DOCUMENT EXTRACT:
The signature is internal to the inner mode but will have a generic part which
multi-mode can understand and modify. Multi-mode will take care of the
interleaving and mixing when needed. I think there is absolutely no way to avoid
a "superviser", but each inner mode need not know about the big picture.

In erb case each ruby line will be asked for an indentation offset in a narrowed
buffer with context from previous ruby span. Then multi-mode will indent the
whole <% ... %> according to this inner offset plus an offset derived from
parent html element. The last step is to ask the ruby mode to produce an
indentation context at the end of this ruby line and cache it.

> But I guess we could represent the context as an integer (the position from
> which to parse backward).

DATA LISTING:

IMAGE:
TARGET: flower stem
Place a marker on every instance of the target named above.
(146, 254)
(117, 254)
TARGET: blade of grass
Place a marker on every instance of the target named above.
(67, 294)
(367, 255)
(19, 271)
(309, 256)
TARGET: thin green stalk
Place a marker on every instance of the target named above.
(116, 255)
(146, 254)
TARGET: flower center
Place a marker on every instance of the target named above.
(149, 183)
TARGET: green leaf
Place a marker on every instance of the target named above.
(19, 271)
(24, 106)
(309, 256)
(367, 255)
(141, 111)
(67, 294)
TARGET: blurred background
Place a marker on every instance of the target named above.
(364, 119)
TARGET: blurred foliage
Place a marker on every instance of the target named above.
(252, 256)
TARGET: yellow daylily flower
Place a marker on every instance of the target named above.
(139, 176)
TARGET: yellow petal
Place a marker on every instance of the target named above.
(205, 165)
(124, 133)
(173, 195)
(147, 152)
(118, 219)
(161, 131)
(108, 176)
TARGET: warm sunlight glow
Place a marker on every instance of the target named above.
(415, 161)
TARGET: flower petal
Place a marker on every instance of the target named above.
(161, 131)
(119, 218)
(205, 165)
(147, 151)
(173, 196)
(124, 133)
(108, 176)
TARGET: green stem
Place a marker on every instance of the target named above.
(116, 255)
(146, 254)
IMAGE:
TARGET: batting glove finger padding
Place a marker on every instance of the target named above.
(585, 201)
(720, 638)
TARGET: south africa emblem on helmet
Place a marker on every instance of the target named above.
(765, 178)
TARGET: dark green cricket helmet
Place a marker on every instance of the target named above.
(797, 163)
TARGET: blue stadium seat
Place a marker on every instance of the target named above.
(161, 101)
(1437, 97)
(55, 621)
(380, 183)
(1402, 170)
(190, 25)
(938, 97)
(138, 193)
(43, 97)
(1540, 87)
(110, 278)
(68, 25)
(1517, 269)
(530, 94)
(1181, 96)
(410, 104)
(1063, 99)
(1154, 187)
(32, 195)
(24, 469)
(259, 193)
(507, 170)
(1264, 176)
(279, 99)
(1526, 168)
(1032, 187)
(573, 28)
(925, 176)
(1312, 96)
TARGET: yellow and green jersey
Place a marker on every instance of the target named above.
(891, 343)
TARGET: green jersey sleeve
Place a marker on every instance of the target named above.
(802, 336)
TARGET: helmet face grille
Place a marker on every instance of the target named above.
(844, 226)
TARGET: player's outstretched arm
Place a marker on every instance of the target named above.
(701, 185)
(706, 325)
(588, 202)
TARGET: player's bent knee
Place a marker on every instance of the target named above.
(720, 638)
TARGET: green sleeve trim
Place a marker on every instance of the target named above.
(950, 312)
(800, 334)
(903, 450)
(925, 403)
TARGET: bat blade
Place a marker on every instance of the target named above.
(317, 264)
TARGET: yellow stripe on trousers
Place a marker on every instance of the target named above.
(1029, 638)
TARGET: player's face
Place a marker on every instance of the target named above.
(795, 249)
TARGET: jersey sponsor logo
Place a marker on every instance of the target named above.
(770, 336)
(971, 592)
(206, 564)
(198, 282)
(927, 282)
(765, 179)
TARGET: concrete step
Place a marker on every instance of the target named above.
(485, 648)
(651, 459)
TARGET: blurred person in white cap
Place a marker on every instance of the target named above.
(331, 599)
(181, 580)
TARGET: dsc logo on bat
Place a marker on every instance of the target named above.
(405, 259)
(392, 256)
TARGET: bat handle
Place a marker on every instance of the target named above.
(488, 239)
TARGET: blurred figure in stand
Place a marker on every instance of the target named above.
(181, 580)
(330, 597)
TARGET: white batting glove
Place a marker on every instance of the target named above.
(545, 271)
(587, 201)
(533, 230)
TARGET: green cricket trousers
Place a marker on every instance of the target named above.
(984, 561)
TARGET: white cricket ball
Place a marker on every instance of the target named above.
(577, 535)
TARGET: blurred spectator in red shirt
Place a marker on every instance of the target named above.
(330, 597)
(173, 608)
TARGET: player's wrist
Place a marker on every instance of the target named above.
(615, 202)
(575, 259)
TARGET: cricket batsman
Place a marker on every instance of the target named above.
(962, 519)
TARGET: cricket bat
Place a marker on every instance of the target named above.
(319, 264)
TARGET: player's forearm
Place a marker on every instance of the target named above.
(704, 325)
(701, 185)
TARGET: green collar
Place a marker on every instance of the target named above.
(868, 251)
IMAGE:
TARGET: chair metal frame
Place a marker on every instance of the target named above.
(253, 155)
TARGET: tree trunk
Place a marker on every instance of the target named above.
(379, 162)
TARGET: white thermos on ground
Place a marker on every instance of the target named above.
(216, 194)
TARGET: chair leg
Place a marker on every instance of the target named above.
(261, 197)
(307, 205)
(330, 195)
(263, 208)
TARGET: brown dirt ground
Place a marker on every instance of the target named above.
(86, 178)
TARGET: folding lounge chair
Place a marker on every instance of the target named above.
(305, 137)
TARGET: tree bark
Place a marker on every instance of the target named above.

SET TASK A:
Decide whether each statement below agrees with the multi-mode indentation text. Answer yes or no for each, quoting the words of the text that settle it.
(i) Each inner mode needs to know about the big picture.
(ii) Multi-mode handles the interleaving and mixing when needed.
(iii) Ruby mode is asked to produce an indentation context at the end of a ruby line, and that context is cached.
SET TASK B: From the multi-mode indentation text, return the part that opens with the words containing "The signature is" and closes with "to parse backward).".
SET TASK C: Resume the multi-mode indentation text after its last sentence shown.

RIGHT ANSWER A:
(i) No: "each inner mode need not know about the big picture."
(ii) Yes: "Multi-mode will take care of the interleaving and mixing when needed."
(iii) Yes: "The last step is to ask the ruby mode to produce an indentation context at the end of this ruby line and cache it."

RIGHT ANSWER B:
The signature is internal to the inner mode but will have a generic part which
multi-mode can understand and modify. Multi-mode will take care of the
interleaving and mixing when needed. I think there is absolutely no way to avoid
a "superviser", but each inner mode need not know about the big picture.

In erb case each ruby line will be asked for an indentation offset in a narrowed
buffer with context from previous ruby span. Then multi-mode will indent the
whole <% ... %> according to this inner offset plus an offset derived from
parent html element. The last step is to ask the ruby mode to produce an
indentation context at the end of this ruby line and cache it.

> But I guess we could represent the context as an integer (the position from
> which to parse backward).

RIGHT ANSWER C:
No, no. Context should not have absolute positions in it. That would ruin the
whole thing. It should contain information about the nesting of language
constructs sufficient to be able to indent first line of an inner span without
any other positional knowledge.

For example, if current line is directly part of IF block, most languages don't
care what precedes IF head at all, only the offset of IF. So an entry in the
context data structure might look like (IF . IF-OFFSET). If line number within
the block is important then you can pass (IF IF-OFFSET . RELATIVE-LINE). My
hunch is that for most languages you would be able to reduce indentation to a
small number of block-continuation constructs (less than 10).